# DIRECTIONS
Retype the records below word for word, beginning at the line that contains "of the dealership" and continuing through the last line of the records, both ends included.

# DATA SHOWN
☆ ☆ ☆ ☆

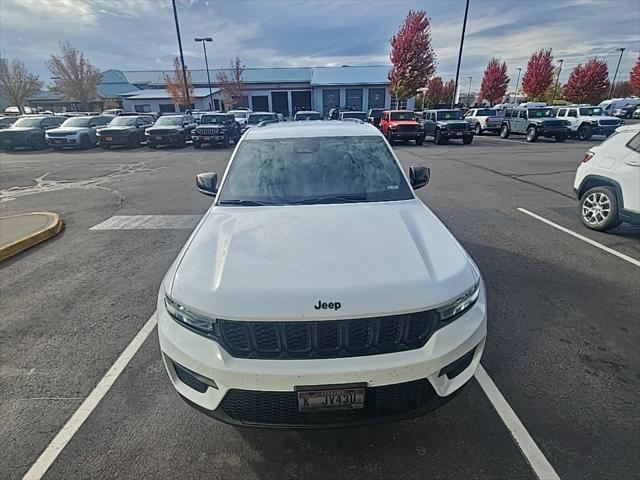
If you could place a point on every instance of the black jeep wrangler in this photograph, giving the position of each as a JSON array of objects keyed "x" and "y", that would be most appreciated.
[{"x": 216, "y": 128}]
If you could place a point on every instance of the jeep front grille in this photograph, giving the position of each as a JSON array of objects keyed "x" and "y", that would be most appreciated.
[{"x": 327, "y": 338}]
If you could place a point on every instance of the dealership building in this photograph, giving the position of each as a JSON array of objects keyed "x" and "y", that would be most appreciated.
[{"x": 281, "y": 90}]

☆ ☆ ☆ ☆

# ANSWER FOR THE TASK
If you could place a point on every instance of the dealership building in this photograph, giving the position of each as a JSON array of objects keyed "x" and "y", that would be most appreciated.
[{"x": 281, "y": 90}]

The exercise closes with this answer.